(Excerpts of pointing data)

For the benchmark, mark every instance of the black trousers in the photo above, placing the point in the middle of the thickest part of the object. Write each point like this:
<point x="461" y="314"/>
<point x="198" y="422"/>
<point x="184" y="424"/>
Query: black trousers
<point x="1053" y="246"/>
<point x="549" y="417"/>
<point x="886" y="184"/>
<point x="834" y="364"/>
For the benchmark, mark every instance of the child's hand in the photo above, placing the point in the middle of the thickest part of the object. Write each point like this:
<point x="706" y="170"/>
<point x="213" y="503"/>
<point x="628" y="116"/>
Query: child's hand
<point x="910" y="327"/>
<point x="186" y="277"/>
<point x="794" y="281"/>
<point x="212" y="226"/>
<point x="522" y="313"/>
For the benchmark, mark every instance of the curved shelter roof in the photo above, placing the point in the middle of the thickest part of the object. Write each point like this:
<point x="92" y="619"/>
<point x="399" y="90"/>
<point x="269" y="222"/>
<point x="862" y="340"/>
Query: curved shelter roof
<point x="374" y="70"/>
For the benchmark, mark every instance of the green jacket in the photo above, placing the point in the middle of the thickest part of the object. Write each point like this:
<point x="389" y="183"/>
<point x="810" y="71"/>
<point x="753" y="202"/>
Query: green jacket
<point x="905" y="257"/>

• What is expected: Please quote all of the rows above verbatim.

• Written answer:
For the benchmark, mark every instance of the black trousers in the photo above, placing the point in the middle of the thickest part of the object. Write each point like this:
<point x="461" y="314"/>
<point x="198" y="422"/>
<point x="184" y="424"/>
Query: black trousers
<point x="1053" y="246"/>
<point x="549" y="417"/>
<point x="886" y="184"/>
<point x="834" y="364"/>
For the benchmark, mark every instance of the child's hand in the photo above, placing the point in the middle of the thickest part of the object. Write each point like this:
<point x="706" y="170"/>
<point x="213" y="503"/>
<point x="628" y="116"/>
Query: child's hand
<point x="910" y="327"/>
<point x="186" y="277"/>
<point x="794" y="281"/>
<point x="212" y="226"/>
<point x="522" y="313"/>
For the benchmark, mark every instance of the curved shelter roof in the photo above, placing the point in the middle of the thickest part of the object. Write each point like this:
<point x="92" y="619"/>
<point x="399" y="90"/>
<point x="269" y="222"/>
<point x="862" y="340"/>
Query: curved shelter roof
<point x="374" y="70"/>
For the benchmark, mark every instance of the green jacket in the photo above, placing the point in the middle of the thickest part of the object. Write each point like this:
<point x="389" y="183"/>
<point x="810" y="71"/>
<point x="753" y="202"/>
Query: green jacket
<point x="905" y="257"/>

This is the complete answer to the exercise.